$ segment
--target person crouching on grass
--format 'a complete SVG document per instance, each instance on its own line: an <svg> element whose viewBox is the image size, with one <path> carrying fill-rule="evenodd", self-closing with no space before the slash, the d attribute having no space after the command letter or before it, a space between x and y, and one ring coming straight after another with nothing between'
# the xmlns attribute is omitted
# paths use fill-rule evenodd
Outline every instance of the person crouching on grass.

==

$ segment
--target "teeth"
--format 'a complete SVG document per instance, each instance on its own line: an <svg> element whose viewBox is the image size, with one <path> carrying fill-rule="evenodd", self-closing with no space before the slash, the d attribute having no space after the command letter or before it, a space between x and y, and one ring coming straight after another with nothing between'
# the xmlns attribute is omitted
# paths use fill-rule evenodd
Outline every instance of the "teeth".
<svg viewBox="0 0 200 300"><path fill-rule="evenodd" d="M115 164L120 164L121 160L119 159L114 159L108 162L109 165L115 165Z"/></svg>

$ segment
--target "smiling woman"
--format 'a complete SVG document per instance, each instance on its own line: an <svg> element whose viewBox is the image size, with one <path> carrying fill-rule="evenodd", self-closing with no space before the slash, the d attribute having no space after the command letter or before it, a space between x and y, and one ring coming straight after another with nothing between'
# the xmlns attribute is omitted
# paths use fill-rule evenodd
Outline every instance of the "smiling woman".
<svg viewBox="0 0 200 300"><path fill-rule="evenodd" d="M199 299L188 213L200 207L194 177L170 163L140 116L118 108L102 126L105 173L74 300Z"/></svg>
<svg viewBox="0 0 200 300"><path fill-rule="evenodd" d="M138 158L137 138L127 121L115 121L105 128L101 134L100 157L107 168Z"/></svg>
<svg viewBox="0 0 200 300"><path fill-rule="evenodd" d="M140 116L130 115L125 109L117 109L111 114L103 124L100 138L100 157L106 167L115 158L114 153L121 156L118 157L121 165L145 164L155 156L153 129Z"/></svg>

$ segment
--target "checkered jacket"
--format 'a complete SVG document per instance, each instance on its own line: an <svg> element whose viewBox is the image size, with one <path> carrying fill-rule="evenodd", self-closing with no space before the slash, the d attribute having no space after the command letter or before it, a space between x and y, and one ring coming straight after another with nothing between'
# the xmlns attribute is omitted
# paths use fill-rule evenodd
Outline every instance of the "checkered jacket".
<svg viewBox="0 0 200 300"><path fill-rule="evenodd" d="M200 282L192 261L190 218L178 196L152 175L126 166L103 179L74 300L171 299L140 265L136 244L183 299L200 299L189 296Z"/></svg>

---

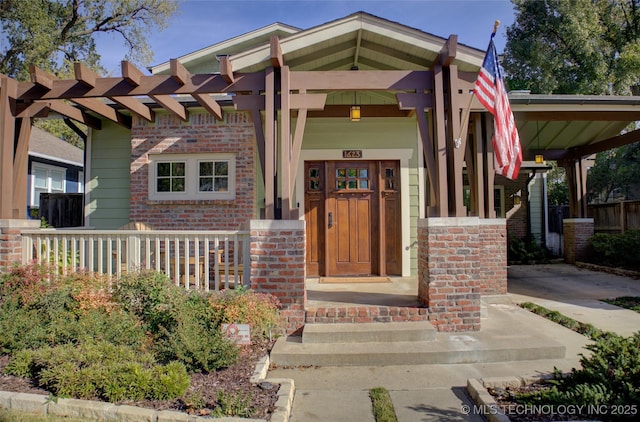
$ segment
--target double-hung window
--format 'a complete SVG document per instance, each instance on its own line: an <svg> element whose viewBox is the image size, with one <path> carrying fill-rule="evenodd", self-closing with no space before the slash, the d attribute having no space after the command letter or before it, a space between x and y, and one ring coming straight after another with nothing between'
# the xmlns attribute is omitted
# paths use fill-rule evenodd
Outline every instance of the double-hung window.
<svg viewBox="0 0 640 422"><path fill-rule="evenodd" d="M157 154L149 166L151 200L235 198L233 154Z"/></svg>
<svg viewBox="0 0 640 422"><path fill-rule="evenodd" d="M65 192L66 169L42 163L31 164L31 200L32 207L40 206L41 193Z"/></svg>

* _Work request_: When a line of the material holds the string "crouching", copy that line.

* _Solution for this exercise_:
--target person crouching on grass
Outline every instance of the person crouching on grass.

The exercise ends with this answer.